• [Task to complete] Reproduce every line of the data below without any changes.

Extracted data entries
──────────────────────────────

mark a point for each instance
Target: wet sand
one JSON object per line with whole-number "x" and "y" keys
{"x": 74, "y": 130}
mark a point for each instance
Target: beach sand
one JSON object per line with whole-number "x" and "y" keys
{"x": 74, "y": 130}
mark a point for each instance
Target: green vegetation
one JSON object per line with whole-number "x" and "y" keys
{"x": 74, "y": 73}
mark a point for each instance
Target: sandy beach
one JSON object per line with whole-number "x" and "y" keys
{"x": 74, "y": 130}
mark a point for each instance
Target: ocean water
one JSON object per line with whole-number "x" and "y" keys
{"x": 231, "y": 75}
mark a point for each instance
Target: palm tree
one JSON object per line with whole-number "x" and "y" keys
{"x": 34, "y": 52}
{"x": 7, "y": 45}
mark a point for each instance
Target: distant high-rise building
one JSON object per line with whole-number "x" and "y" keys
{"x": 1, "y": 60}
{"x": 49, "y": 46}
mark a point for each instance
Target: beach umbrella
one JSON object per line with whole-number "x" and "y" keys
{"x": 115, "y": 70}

──────────────────────────────

• [Written response]
mark a point for each instance
Target: wet sand
one JSON object per line with whole-number "x" and "y" keys
{"x": 74, "y": 130}
mark a point for each instance
Target: beach sand
one JSON object per line with whole-number "x" and "y" keys
{"x": 74, "y": 130}
mark a point for each instance
Target: green vegetation
one JSON object per line with whole-number "x" and "y" keys
{"x": 74, "y": 73}
mark a point for each instance
Target: sandy beach
one JSON object per line with whole-number "x" and "y" keys
{"x": 74, "y": 130}
mark a point for each instance
Target: ocean water
one JSON object per line with whole-number "x" and "y" keys
{"x": 231, "y": 75}
mark a point for each instance
Target: palm tree
one JSON object per line with whole-number "x" and "y" keys
{"x": 34, "y": 52}
{"x": 7, "y": 45}
mark a point for each instance
Target: distant high-rise building
one JSON object per line with whole-number "x" and "y" keys
{"x": 1, "y": 60}
{"x": 49, "y": 46}
mark a point for each instance
Target: beach umbrella
one JSON object per line with whole-number "x" and "y" keys
{"x": 115, "y": 70}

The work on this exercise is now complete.